**The request**
Find the line that contains "point per instance: wood burning". Repeat that line and all lines following it, exactly, through the end of the listing below.
>> start
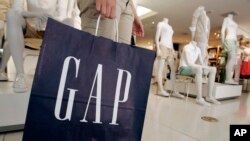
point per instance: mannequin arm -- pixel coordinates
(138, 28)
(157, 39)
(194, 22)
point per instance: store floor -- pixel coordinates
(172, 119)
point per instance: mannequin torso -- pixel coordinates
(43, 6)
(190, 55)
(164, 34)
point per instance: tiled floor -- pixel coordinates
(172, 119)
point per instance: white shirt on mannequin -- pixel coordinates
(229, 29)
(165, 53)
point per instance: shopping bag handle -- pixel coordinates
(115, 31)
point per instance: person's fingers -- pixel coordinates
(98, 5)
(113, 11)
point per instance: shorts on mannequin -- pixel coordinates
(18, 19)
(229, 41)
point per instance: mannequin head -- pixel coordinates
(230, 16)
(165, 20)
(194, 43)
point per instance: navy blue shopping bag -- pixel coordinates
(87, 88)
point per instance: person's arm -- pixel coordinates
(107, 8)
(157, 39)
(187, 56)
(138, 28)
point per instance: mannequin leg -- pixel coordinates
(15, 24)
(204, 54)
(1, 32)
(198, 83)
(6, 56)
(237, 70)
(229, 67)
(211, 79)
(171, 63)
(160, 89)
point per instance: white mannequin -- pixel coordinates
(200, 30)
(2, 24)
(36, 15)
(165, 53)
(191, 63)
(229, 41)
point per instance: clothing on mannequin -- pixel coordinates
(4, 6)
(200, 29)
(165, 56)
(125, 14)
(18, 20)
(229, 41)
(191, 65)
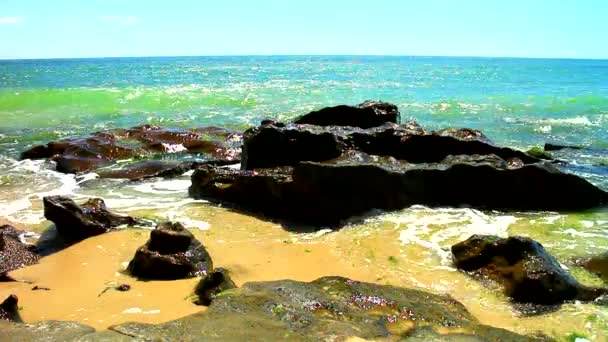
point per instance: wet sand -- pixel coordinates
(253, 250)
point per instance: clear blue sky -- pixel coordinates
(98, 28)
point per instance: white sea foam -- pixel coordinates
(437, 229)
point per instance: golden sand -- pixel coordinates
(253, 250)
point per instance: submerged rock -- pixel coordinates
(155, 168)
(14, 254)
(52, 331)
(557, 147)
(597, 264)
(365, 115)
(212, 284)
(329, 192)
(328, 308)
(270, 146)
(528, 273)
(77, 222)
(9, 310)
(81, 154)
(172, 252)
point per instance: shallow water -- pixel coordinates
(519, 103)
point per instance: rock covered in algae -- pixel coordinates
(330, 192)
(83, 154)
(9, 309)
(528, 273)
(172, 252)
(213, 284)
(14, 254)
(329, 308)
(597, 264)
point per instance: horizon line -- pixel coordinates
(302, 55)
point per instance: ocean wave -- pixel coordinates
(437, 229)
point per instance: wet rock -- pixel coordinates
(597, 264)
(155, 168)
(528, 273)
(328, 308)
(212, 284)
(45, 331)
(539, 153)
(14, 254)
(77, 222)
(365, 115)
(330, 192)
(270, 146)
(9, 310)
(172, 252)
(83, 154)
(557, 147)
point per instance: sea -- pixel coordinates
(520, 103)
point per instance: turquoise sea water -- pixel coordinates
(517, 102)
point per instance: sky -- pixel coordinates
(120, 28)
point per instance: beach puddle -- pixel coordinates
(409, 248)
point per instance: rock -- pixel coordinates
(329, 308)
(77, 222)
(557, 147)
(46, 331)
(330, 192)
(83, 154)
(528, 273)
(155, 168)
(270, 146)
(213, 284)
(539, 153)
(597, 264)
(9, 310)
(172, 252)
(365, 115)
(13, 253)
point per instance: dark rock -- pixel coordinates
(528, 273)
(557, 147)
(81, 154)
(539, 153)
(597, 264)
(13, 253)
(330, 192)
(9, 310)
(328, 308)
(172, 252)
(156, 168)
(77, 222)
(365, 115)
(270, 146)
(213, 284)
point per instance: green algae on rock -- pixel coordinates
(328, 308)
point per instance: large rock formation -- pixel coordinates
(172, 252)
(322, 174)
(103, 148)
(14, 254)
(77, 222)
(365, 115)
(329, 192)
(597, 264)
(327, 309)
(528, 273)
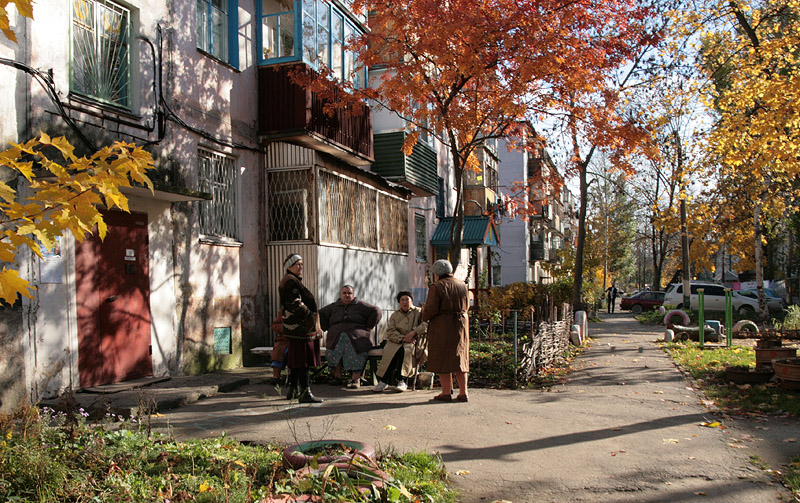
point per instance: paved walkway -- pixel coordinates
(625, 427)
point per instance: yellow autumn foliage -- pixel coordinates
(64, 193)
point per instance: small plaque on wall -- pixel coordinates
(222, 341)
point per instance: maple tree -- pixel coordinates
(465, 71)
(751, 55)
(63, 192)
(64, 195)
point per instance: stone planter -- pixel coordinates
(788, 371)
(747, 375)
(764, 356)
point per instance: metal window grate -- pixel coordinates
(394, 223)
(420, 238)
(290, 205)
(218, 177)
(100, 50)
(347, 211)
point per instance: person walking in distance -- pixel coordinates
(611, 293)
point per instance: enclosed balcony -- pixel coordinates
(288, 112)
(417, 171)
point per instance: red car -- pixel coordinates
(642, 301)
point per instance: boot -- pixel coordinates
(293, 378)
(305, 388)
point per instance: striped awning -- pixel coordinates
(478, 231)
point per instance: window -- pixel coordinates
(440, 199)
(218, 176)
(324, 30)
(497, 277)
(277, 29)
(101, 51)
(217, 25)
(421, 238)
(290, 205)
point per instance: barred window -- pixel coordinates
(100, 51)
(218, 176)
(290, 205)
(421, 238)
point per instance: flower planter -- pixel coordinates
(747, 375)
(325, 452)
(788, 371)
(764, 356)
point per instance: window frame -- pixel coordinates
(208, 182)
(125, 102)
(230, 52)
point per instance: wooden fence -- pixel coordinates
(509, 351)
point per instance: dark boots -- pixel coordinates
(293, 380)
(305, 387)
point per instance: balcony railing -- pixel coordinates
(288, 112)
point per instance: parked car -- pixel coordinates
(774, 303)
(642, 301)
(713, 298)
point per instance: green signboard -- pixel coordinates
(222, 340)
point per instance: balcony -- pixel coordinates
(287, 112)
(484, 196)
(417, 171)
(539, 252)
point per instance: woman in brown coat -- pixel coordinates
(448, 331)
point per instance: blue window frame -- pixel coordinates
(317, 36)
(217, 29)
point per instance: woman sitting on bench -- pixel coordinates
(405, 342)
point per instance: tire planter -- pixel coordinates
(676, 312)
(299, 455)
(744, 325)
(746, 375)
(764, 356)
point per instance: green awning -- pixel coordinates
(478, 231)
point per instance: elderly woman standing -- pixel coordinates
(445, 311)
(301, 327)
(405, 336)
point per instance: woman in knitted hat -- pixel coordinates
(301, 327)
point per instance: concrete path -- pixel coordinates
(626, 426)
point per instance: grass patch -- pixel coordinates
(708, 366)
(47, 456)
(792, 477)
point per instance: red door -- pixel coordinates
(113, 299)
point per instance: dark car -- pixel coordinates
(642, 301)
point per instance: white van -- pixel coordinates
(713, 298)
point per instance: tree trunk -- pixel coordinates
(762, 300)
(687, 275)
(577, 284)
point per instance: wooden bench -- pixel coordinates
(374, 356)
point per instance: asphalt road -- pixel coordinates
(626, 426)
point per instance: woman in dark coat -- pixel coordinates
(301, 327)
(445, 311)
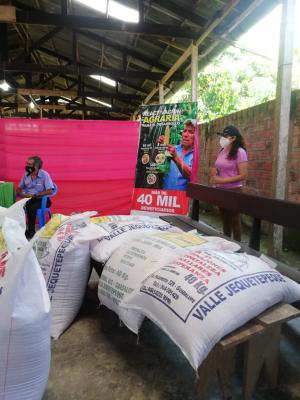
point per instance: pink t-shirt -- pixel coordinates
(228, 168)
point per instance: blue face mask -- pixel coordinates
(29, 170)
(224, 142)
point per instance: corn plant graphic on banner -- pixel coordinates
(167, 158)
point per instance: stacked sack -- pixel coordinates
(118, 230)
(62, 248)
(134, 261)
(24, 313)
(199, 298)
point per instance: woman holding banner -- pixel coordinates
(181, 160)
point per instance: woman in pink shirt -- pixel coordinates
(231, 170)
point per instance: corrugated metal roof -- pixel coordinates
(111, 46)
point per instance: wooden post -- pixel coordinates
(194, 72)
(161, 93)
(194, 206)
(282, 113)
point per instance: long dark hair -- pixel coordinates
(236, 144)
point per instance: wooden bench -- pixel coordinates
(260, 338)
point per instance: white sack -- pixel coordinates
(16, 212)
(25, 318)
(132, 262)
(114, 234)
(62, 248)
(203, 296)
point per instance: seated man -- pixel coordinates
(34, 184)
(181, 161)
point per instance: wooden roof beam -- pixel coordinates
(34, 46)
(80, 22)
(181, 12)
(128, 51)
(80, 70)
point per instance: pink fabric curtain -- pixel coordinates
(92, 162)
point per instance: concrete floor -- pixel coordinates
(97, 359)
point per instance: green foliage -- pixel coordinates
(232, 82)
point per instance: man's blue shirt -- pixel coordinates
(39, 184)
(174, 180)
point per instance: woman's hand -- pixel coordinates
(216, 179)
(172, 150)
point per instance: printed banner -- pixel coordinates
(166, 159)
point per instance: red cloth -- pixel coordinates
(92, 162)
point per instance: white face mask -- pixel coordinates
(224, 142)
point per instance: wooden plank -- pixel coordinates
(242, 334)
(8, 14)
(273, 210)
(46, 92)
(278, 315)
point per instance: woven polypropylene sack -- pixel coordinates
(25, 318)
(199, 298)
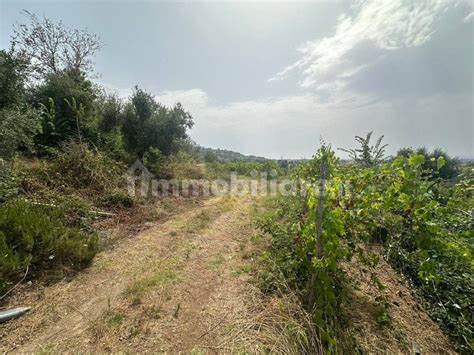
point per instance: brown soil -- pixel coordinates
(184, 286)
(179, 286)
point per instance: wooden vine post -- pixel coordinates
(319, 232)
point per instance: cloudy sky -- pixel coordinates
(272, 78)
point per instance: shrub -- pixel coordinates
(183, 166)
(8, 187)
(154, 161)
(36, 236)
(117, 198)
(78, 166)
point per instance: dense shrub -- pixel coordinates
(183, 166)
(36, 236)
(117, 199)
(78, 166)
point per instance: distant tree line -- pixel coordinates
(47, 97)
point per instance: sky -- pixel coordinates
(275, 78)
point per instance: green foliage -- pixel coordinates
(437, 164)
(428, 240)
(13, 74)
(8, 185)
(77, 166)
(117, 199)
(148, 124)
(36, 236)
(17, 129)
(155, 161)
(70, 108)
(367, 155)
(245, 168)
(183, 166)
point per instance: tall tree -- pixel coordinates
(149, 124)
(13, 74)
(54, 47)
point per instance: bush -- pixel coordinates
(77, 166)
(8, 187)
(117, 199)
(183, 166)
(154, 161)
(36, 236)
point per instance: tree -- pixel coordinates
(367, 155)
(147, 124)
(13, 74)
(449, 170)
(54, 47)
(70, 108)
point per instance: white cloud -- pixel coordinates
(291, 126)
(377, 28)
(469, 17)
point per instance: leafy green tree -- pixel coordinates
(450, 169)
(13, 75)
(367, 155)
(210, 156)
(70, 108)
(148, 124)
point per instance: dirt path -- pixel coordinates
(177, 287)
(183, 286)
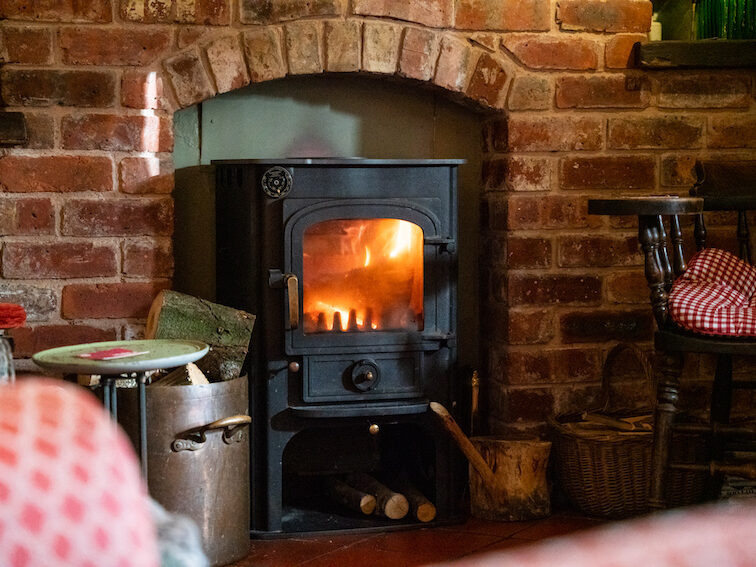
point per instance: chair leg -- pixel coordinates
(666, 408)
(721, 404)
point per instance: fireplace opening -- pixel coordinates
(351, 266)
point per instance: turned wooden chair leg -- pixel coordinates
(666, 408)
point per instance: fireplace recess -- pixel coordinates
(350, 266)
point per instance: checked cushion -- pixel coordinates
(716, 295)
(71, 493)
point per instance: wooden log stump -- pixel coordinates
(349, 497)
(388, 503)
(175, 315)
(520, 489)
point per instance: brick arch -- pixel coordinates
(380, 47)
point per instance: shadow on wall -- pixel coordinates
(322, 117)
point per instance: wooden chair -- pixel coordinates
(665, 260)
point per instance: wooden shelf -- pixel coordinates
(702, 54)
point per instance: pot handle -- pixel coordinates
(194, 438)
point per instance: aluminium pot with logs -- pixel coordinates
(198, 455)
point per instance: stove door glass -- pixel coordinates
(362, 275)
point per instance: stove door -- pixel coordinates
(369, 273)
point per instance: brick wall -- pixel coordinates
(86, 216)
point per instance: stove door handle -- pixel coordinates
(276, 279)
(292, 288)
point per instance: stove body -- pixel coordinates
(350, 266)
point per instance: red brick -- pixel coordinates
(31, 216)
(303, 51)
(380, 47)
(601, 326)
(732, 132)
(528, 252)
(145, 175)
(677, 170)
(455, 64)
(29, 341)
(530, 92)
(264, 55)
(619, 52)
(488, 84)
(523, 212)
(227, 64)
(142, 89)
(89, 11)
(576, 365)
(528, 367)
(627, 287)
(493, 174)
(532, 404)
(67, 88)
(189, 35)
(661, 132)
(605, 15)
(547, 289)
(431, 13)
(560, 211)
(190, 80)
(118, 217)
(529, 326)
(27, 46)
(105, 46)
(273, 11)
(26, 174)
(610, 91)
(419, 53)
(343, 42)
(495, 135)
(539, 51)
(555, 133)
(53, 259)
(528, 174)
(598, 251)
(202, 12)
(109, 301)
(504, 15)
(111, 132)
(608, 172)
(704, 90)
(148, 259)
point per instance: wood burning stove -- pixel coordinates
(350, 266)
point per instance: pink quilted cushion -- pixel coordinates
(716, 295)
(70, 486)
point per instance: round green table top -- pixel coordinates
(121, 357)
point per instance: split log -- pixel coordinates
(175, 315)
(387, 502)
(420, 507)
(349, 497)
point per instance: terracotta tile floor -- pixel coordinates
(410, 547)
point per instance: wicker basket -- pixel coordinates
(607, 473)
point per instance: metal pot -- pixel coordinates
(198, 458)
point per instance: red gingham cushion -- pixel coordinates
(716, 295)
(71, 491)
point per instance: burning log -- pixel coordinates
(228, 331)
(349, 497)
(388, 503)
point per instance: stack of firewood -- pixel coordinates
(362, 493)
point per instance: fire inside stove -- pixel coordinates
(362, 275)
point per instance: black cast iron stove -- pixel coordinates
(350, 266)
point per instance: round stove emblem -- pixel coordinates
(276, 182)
>> end
**Output of the exercise**
point per instance: wood burning stove -- pixel coordinates
(350, 266)
point per instance: pink quilted cushion -- pixel coordinates
(716, 295)
(70, 486)
point per instance: round green table top -- pixel coordinates
(121, 357)
point per instance: split log -- pixel coordinates
(175, 315)
(387, 502)
(420, 507)
(349, 497)
point per instance: terracotta tile floor -- pixel coordinates
(410, 547)
point per instance: wicker basket -- pixel coordinates
(607, 473)
point per instance: metal pot -- pixel coordinates
(198, 458)
point per instance: red gingham cushion -- pixel coordinates
(716, 295)
(71, 491)
point per instance: burning log -- pixel coordinates
(228, 331)
(349, 497)
(388, 503)
point per instance: stack of firewood -- pixel coordinates
(362, 493)
point per instance: fire inside stove -- pixel coordinates
(362, 275)
point per instance: black cast iron stove -- pixel coordinates
(350, 266)
point per instance: round stove emblem -- pixel coordinates
(276, 182)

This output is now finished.